** begin **
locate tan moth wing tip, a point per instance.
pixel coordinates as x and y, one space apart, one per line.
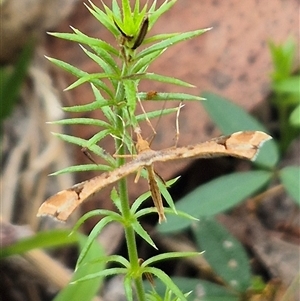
264 138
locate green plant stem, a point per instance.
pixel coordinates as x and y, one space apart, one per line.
125 208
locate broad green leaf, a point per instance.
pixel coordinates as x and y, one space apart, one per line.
224 253
290 178
216 196
88 289
231 118
202 289
48 239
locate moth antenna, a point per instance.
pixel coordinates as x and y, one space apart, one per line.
181 105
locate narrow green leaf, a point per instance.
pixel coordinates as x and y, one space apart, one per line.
167 281
88 107
163 79
93 213
84 290
81 38
154 114
170 96
290 178
81 168
216 196
103 18
289 85
85 143
156 13
224 253
11 82
48 239
103 273
231 118
295 117
128 288
83 76
103 64
131 96
84 121
143 234
171 41
207 291
92 237
170 256
143 63
93 78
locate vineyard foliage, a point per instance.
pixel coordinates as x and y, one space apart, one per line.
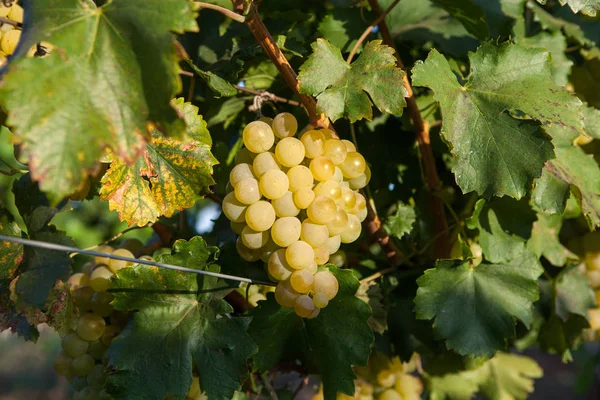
479 121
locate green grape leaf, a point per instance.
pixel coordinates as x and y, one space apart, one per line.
544 240
348 90
579 170
497 153
401 222
171 175
181 322
469 14
121 53
475 308
330 344
504 226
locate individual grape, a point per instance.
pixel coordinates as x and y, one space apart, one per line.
254 240
258 137
116 265
338 224
90 327
299 177
352 231
314 143
286 231
62 364
285 206
321 255
260 216
100 259
304 197
246 253
100 279
285 295
278 266
326 282
322 210
240 172
284 125
329 189
78 280
73 345
82 364
354 165
322 168
289 151
234 209
101 304
299 255
335 150
82 298
304 306
320 299
314 234
247 191
10 40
** end **
### [AIM]
Reproduce all of the items above verbatim, leaving out the pictures.

### [ANSWER FOR THIS EXERCISE]
locate tan moth wing tip, a point per instance.
pixel coordinates as x and y, one space apart, one per line.
264 138
locate green plant stem, a point per instance.
pixel coordinates as x and y, one space apart, one per line.
125 208
locate broad green leaf, a point per instance.
pixel coordinates as x and y, one space apart, one per line.
224 253
290 178
216 196
88 289
231 118
202 289
48 239
locate moth antenna, a point per instance.
pixel coordinates as x and y, one space apart, one per line.
181 105
locate narrow green leaf, a point per instance.
pixel coordinates as x and y, one space apart, one per line.
167 281
88 107
163 79
93 213
84 290
81 38
154 114
170 96
290 178
81 168
216 196
103 18
289 85
85 143
156 13
224 253
11 82
48 239
103 273
231 118
295 117
128 288
83 76
103 64
131 96
84 121
143 234
171 41
207 291
92 237
170 256
143 63
93 78
locate vineyard foliage, a point per instance.
pixel coordinates as x and y, one space apart, one per line.
479 121
locate green grape leaf, a point per instance.
pixel coordinates as x and y, one space apart, one per line.
544 240
348 90
579 170
497 153
401 222
171 175
181 322
469 14
121 53
475 308
330 344
504 226
locate individual grape, a point per instance.
pixel coordinates as x and y, one space apart, one per line.
254 240
258 137
116 265
338 224
90 327
299 177
352 231
314 143
286 231
62 364
285 206
321 255
260 216
100 259
304 197
246 253
100 279
285 295
278 266
326 282
322 210
240 172
284 125
329 189
78 280
73 345
82 364
354 165
322 168
289 151
234 209
101 304
299 255
335 150
82 298
304 306
320 299
314 234
247 191
10 40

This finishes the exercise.